▸ **TASK PROMPT**: List each line from the rows below that contains the string "chicken", copying the full line. Case counts.

--- START DATASET ROWS ---

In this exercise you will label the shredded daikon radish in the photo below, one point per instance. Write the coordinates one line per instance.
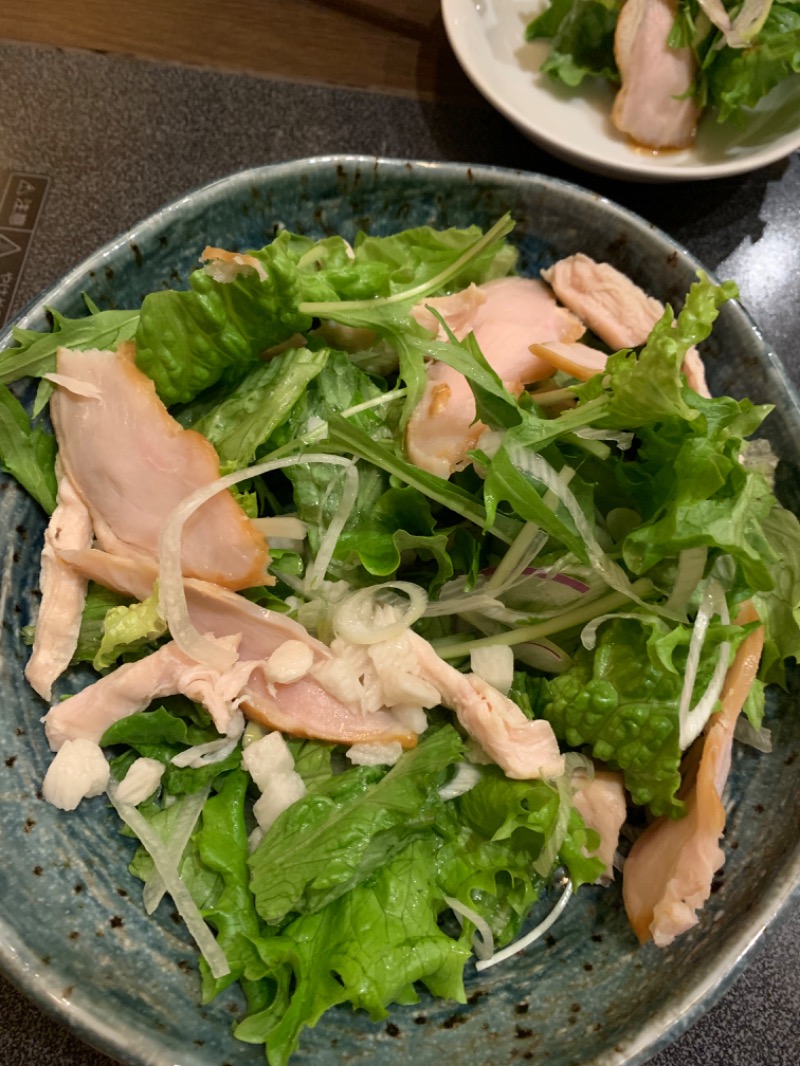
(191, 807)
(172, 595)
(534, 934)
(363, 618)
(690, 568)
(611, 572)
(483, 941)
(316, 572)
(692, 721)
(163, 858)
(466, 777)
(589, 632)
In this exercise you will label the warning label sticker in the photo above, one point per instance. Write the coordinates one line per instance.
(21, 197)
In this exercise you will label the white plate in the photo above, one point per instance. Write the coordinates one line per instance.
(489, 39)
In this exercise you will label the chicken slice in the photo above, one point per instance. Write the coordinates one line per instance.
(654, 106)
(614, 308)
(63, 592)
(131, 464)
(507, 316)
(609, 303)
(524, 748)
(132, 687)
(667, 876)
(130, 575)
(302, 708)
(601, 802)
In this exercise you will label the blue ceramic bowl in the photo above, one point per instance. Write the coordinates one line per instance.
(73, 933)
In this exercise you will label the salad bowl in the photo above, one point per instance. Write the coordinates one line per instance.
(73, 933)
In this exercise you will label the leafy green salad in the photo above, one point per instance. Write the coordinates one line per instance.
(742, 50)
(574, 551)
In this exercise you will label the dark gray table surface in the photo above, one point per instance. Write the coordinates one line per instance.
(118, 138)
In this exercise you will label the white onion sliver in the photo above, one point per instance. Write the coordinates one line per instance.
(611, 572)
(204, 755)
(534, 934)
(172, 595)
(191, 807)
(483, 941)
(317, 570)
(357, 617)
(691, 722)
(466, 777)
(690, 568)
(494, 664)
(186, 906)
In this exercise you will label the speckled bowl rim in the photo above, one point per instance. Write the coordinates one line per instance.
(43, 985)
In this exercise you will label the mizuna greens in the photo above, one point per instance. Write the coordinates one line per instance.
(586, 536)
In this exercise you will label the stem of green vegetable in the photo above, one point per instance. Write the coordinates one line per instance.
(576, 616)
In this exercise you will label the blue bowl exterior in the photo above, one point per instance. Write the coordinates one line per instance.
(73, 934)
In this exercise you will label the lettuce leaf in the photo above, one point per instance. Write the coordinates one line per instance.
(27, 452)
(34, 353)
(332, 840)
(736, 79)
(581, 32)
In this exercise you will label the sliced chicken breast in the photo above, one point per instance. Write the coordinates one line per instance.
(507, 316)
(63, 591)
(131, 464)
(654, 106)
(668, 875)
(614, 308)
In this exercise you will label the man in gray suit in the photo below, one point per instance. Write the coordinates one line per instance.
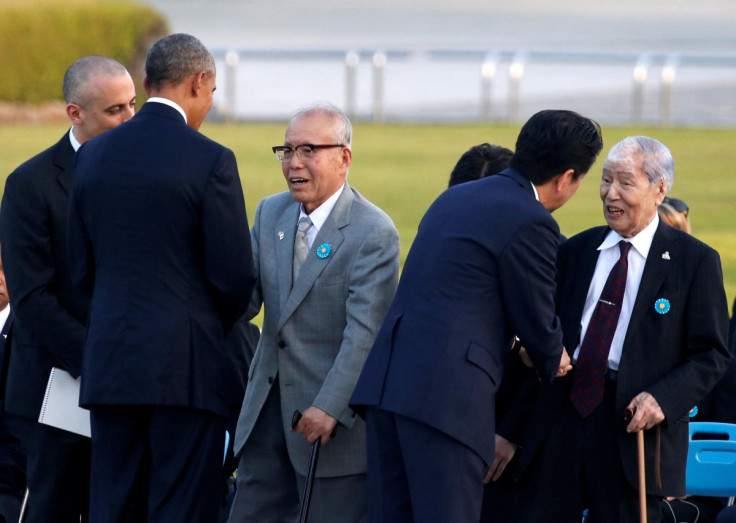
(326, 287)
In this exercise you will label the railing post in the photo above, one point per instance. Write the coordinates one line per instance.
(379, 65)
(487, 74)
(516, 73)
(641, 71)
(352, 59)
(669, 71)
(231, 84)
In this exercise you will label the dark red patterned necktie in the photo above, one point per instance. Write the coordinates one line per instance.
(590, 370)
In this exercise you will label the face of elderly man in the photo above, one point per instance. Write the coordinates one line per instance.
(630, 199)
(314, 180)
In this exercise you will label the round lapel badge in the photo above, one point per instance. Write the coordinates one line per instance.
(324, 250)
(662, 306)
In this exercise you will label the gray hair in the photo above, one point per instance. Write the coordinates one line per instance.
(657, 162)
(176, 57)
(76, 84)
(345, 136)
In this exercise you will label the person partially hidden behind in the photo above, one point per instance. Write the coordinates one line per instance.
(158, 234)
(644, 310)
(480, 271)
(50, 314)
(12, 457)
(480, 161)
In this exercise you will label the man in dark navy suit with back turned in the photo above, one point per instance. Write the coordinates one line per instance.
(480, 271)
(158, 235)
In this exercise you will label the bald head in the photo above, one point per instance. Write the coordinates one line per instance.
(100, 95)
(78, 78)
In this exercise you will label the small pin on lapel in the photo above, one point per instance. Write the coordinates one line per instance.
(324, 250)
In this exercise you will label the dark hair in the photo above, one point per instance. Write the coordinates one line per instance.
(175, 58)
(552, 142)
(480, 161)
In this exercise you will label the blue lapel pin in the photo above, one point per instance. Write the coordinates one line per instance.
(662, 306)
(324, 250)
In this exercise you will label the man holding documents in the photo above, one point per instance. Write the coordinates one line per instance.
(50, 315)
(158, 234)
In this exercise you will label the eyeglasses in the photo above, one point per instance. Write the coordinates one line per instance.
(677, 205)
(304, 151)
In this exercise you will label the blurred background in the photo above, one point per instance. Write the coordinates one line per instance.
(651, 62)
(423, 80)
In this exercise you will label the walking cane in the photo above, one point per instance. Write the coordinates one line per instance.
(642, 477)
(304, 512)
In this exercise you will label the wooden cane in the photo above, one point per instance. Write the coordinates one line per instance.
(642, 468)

--- END DATASET ROWS ---
--- START DATASET ROWS ---

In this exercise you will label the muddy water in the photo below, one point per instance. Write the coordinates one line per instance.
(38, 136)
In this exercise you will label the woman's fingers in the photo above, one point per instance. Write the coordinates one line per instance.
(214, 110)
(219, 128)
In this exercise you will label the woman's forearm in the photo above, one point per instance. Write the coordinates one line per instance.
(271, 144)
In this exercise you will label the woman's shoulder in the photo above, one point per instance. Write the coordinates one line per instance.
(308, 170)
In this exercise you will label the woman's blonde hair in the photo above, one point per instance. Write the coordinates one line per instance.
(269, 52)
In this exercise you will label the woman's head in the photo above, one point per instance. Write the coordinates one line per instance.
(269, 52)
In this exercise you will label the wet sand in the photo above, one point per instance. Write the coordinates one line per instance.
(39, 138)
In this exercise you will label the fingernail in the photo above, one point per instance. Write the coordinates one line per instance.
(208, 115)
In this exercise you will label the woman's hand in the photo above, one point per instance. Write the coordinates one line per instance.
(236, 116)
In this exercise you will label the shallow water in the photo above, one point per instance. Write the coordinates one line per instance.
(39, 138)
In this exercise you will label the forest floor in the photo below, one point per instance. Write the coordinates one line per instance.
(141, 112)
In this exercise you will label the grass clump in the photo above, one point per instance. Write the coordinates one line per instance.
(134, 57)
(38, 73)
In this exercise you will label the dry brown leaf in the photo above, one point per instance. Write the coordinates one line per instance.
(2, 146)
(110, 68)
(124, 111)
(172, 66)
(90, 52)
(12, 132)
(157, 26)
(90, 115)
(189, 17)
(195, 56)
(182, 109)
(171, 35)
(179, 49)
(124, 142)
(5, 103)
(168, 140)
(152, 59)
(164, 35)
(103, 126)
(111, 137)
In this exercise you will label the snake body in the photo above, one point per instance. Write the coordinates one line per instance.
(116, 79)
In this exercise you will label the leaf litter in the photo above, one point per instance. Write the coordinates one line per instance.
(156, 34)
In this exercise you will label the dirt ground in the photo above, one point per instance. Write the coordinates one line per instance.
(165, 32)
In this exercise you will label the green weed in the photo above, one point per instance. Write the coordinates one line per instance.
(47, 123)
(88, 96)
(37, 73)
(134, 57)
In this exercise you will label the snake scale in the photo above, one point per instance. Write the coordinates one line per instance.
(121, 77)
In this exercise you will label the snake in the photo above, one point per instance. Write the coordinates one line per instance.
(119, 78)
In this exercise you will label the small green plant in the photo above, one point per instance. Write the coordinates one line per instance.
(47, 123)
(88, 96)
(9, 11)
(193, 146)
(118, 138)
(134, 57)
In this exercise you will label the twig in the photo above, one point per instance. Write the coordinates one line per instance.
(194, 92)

--- END DATASET ROWS ---
--- START DATASET ROWS ---

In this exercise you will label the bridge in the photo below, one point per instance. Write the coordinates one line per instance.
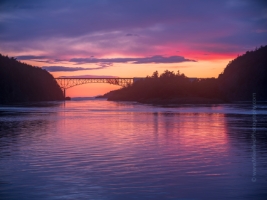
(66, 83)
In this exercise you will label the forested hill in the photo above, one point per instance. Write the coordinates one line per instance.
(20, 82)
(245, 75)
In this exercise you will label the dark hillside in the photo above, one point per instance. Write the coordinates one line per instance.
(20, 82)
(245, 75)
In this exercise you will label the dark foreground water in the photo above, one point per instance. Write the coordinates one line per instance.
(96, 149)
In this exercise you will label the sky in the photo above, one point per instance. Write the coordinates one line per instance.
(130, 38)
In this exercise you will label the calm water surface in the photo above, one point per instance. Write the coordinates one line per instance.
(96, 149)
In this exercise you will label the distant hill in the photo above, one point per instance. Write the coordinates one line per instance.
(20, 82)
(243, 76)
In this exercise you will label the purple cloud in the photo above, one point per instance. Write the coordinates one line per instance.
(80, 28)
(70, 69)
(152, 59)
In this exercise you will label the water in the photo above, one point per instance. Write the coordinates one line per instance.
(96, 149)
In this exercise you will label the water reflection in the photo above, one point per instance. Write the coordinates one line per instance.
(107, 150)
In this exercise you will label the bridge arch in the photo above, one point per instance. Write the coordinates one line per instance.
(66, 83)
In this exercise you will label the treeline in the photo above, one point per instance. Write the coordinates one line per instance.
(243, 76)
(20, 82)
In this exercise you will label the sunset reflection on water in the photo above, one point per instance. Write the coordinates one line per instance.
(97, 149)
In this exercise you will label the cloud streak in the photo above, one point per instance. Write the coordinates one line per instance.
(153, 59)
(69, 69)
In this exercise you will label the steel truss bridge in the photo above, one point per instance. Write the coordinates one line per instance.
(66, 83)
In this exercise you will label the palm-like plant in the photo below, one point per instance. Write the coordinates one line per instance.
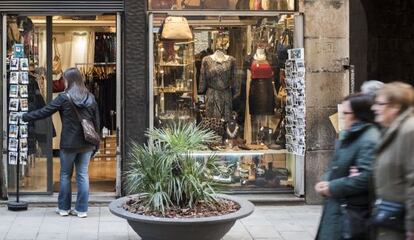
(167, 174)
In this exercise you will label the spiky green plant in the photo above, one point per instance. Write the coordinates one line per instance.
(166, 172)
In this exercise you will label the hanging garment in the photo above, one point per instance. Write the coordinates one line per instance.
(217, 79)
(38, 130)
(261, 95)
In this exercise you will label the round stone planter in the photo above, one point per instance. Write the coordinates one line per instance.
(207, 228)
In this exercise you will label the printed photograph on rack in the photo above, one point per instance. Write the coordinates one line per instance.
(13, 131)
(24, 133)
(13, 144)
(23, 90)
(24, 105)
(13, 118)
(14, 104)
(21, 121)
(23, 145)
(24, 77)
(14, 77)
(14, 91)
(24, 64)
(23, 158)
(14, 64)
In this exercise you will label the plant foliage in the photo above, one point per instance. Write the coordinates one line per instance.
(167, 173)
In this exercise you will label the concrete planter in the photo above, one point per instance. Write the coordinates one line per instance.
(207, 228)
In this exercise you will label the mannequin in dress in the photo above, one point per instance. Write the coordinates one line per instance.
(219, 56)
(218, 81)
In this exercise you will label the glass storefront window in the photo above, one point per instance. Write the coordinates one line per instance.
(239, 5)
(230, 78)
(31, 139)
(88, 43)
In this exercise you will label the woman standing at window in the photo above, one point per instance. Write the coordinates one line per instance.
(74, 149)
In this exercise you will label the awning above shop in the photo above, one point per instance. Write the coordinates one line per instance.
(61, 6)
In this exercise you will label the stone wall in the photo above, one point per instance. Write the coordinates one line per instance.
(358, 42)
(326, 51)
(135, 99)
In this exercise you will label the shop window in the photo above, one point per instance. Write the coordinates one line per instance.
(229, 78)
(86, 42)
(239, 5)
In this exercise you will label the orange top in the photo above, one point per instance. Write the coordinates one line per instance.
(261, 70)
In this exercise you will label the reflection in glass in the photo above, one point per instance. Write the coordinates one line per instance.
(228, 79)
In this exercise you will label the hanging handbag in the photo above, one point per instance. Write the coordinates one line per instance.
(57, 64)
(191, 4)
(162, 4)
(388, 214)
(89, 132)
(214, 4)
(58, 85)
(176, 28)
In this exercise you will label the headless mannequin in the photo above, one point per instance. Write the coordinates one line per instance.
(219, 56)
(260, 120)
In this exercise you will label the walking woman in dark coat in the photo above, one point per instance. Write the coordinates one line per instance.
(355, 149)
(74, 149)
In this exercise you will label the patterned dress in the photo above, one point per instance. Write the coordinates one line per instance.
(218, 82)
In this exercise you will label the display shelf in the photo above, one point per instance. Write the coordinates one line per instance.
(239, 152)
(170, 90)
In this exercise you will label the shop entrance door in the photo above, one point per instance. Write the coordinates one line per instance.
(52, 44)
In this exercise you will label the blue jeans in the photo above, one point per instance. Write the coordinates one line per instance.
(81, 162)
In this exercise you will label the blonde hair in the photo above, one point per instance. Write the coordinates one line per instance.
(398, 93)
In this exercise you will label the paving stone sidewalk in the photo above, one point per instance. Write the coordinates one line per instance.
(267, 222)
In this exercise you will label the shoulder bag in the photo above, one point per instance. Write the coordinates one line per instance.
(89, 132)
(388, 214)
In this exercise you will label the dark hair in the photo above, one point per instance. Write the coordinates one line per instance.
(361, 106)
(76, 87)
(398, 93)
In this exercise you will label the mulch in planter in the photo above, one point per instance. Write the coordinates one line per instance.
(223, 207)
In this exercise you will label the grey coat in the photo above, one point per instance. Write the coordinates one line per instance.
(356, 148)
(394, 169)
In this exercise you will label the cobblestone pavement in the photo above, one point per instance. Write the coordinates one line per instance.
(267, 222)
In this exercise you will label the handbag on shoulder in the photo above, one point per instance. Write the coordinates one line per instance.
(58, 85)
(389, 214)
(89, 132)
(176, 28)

--- END DATASET ROWS ---

▸ **TASK RESULT**:
In this exercise you will label the chicken slice in the photo above, one point per instance. Write the coordinates one line per instance.
In this exercise you will label the sliced chicken breast in the photo above, one point per instance. Write the coordinates one line per instance.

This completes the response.